**Consegne:**
1. Elenca tutte le denominazioni del brano sulla variante dell'impianto che cominciano con la lettera maiuscola pur non trovandosi all'inizio di una frase.
2. Trascrivi dal brano sulla variante dell'impianto il passo che va da "Non va, infine, dimenticato" a "natura della variante.".

**Estratto scelto:**

Non va, infine, dimenticato che il Codice dell’Ambiente, seppur in un diverso contesto, valuta come sostanziali le modifiche che hanno “effetti significativi e negativi sull’ambiente”, circostanza che non si verifica nel caso di specie, vista la natura della variante.

Il secondo motivo si fonda su un equivoco dal momento che censura la mancata disponibilità di aree su cui costruire parte dell’impianto, riferendosi a quella parte delle trincee che venivano delocalizzate. La società che ha presentato il progetto, avendo accolto il suggerimento di non stoccare tutta la materia prima presso l’impianto, ha ridotto le trincee presso di esso, ma non ha chiesto di realizzare quelle delocalizzate, ipotizzando di lasciare la parte delle biomasse residue presso i centri di approvvigionamento o in alternativa futura realizzando un ulteriore centro di stoccaggio nel Comune di Santa Maria a Monte preferibilmente nell’area PIP.

[Etichette dei punti sugli oggetti]
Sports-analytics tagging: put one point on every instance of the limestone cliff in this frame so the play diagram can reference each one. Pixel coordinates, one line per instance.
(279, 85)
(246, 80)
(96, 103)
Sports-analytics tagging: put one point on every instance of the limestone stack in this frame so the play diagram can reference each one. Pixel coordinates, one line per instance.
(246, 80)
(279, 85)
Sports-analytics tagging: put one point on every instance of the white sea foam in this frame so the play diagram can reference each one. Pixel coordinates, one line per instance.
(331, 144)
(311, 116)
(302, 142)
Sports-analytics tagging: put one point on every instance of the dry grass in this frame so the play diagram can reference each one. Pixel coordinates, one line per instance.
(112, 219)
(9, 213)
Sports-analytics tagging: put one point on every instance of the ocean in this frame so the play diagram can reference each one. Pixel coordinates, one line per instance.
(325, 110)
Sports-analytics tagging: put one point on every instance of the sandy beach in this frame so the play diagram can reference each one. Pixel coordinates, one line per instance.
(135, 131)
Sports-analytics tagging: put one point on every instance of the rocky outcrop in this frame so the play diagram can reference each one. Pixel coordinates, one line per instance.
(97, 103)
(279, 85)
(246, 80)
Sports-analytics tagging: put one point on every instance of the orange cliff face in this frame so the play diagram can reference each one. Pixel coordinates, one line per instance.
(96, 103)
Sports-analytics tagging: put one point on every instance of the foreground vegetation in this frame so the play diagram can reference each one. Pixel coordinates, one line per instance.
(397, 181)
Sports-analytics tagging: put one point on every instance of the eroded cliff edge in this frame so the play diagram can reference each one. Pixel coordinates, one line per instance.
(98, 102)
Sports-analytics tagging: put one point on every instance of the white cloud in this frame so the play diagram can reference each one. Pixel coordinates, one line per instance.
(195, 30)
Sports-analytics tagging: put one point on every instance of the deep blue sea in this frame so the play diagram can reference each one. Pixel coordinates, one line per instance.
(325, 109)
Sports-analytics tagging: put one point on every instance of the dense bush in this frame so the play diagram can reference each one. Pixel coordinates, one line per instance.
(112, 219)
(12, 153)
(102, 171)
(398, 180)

--

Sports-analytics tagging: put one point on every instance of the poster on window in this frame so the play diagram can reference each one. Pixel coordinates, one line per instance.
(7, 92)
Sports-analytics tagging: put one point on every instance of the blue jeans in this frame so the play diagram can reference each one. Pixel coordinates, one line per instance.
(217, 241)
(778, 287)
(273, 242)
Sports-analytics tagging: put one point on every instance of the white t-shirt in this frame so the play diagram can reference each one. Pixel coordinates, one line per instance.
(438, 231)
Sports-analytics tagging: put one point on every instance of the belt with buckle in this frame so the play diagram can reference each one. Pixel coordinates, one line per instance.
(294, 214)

**Soluzioni per compito:**
1. Codice dell’Ambiente; Comune di Santa Maria a Monte; PIP

2.
Non va, infine, dimenticato che il Codice dell’Ambiente, seppur in un diverso contesto, valuta come sostanziali le modifiche che hanno “effetti significativi e negativi sull’ambiente”, circostanza che non si verifica nel caso di specie, vista la natura della variante.